- Objective
Express the data from the line containing "Give the segmentation of every instance of the red" through the line containing "170L540 160L451 163L409" as a CSV with the columns ask and response, one row per item: the text goes in ask and its answer goes in response. Put each field in quotes and replace line breaks with spaces.

Entries from a dataset
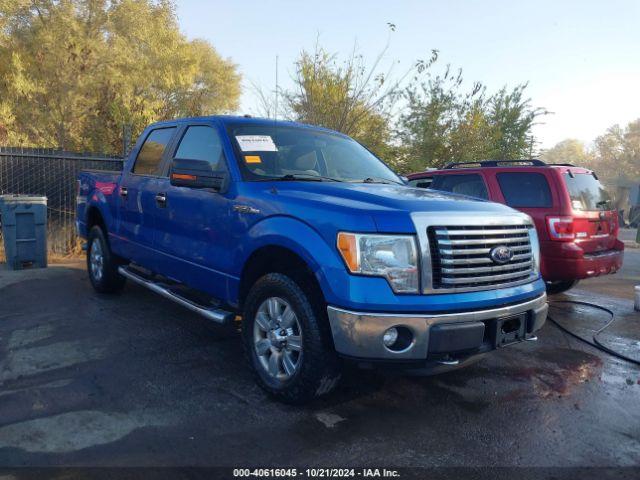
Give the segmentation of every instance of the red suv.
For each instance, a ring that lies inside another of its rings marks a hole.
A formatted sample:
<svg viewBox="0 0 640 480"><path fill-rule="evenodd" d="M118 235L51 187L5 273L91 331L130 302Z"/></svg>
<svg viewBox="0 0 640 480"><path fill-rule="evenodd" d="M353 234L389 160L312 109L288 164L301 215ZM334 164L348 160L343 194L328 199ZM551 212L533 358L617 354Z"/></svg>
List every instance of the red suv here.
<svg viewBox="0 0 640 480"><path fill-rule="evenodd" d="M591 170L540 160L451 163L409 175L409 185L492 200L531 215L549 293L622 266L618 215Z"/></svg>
...
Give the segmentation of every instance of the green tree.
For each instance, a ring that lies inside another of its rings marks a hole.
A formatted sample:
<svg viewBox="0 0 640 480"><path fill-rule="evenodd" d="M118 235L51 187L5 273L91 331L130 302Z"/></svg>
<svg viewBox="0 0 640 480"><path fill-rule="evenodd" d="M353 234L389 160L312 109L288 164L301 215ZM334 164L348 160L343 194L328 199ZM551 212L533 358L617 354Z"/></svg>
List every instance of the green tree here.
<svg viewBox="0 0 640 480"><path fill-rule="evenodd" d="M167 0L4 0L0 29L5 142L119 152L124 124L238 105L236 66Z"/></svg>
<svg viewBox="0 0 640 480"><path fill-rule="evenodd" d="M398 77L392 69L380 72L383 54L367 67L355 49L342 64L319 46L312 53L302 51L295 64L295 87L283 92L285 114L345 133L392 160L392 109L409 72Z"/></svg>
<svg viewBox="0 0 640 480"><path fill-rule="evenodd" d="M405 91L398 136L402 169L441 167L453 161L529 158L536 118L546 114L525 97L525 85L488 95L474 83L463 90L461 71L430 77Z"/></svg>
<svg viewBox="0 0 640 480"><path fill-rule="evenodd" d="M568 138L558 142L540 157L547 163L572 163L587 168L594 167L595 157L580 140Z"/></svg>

- Output for this task
ask,response
"Give the segmentation of every instance of the red suv. For each instance, a ring that lies inside another of its rings marks a hole. A formatted sample: <svg viewBox=""0 0 640 480""><path fill-rule=""evenodd"" d=""M118 235L51 187L5 273L91 331L130 302Z""/></svg> <svg viewBox=""0 0 640 480""><path fill-rule=""evenodd"" d=""M353 234L389 160L312 109L288 164L301 215ZM334 164L348 160L343 194L328 199ZM551 212L533 358L617 354Z""/></svg> List every instance of the red suv here.","<svg viewBox=""0 0 640 480""><path fill-rule=""evenodd"" d=""M591 170L540 160L451 163L409 175L409 185L492 200L531 215L549 293L622 266L618 215Z""/></svg>"